### Study material
------------

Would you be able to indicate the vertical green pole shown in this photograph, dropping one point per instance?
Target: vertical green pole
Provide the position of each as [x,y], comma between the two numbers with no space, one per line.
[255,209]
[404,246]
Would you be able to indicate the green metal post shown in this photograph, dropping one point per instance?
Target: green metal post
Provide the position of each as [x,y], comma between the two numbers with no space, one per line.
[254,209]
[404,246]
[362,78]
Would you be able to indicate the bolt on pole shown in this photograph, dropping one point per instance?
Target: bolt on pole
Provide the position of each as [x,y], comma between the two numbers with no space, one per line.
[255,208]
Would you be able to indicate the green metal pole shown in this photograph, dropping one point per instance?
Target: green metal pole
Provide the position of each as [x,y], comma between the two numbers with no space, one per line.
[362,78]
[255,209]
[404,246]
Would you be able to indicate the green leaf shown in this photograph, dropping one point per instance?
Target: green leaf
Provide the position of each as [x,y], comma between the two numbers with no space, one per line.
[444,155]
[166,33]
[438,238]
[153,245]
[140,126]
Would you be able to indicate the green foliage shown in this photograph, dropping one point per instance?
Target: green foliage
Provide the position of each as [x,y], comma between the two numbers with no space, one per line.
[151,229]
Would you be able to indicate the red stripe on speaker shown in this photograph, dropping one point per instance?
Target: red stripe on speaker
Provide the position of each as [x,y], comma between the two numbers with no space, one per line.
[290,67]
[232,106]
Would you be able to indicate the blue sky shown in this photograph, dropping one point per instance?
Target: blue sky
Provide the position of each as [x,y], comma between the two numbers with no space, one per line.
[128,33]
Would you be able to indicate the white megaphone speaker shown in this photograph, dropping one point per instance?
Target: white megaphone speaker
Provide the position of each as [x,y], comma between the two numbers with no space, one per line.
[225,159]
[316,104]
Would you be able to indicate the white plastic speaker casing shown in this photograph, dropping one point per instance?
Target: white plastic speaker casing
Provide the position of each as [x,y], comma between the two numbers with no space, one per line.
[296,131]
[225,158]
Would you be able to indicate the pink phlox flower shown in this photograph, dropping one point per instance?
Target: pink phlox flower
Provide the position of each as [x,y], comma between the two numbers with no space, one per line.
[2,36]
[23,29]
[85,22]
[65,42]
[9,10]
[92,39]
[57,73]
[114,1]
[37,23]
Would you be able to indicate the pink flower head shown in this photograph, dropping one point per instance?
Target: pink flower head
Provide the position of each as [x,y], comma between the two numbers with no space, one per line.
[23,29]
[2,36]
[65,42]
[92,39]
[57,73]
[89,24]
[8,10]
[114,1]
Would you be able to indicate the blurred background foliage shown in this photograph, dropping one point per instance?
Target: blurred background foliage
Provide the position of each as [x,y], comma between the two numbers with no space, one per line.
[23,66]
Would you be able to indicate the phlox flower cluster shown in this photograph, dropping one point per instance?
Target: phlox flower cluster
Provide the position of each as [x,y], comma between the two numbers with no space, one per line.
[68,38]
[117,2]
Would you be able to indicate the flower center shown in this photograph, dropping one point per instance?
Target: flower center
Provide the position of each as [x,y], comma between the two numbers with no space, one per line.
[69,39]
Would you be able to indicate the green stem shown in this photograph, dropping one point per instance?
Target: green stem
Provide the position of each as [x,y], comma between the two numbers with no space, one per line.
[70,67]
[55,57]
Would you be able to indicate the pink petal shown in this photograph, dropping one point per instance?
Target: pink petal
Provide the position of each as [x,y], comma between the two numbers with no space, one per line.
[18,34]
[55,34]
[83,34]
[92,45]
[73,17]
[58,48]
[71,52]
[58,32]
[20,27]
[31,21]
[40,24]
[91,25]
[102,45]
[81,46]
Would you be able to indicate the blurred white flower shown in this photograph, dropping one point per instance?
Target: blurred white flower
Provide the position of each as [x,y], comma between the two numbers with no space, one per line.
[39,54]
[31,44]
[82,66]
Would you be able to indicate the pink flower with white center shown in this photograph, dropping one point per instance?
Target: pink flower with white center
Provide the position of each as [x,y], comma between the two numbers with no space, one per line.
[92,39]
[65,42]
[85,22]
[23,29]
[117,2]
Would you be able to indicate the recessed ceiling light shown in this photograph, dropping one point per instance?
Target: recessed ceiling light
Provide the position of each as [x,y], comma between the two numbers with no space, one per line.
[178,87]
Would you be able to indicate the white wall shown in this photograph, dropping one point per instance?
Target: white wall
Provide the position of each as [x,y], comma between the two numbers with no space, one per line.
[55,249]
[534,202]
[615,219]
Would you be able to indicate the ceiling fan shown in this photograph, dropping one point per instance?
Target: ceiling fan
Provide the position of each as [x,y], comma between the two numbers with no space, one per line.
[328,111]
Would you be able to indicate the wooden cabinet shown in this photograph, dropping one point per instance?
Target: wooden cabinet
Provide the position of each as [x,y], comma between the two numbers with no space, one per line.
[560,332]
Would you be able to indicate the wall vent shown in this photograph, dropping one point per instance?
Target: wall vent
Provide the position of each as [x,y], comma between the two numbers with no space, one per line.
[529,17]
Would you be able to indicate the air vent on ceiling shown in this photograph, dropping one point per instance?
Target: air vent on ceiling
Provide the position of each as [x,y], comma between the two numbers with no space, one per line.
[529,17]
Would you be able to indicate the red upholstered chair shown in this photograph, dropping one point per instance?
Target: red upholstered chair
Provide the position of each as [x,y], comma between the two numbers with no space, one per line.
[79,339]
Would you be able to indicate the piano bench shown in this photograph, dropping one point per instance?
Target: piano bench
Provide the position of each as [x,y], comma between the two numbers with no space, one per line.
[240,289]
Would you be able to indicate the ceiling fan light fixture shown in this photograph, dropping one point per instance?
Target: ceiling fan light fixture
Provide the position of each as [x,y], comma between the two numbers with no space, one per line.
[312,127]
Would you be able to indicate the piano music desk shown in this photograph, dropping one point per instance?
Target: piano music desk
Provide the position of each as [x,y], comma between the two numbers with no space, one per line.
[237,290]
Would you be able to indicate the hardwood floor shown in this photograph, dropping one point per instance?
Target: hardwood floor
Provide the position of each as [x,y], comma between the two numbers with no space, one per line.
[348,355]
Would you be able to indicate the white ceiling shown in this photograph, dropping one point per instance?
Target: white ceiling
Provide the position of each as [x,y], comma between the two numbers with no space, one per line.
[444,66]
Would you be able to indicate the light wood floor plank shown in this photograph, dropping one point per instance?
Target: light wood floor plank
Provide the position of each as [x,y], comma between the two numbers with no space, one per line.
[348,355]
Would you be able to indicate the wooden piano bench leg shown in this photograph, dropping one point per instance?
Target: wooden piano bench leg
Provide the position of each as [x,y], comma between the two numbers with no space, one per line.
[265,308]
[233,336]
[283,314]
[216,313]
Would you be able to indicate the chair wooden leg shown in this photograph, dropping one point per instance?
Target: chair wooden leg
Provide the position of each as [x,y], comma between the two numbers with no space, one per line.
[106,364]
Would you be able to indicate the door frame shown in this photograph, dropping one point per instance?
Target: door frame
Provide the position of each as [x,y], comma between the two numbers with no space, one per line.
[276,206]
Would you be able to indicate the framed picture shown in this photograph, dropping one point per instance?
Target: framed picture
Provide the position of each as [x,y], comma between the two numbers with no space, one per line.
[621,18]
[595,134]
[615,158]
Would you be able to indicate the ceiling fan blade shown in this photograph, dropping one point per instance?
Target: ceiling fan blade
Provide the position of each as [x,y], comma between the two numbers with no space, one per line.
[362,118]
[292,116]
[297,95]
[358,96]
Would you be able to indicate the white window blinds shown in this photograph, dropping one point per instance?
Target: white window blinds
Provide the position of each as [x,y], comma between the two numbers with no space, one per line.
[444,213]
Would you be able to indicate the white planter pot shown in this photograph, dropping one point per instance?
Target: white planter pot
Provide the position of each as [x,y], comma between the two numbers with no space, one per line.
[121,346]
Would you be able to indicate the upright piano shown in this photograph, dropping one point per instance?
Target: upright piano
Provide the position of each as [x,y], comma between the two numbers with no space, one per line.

------------

### The task
Each line with "vertical" in it must be identified and copied from the material.

### Output for this task
Would you be able to indicate the vertical green pole shown in this photograph, dropping one point per instance?
Target: vertical green pole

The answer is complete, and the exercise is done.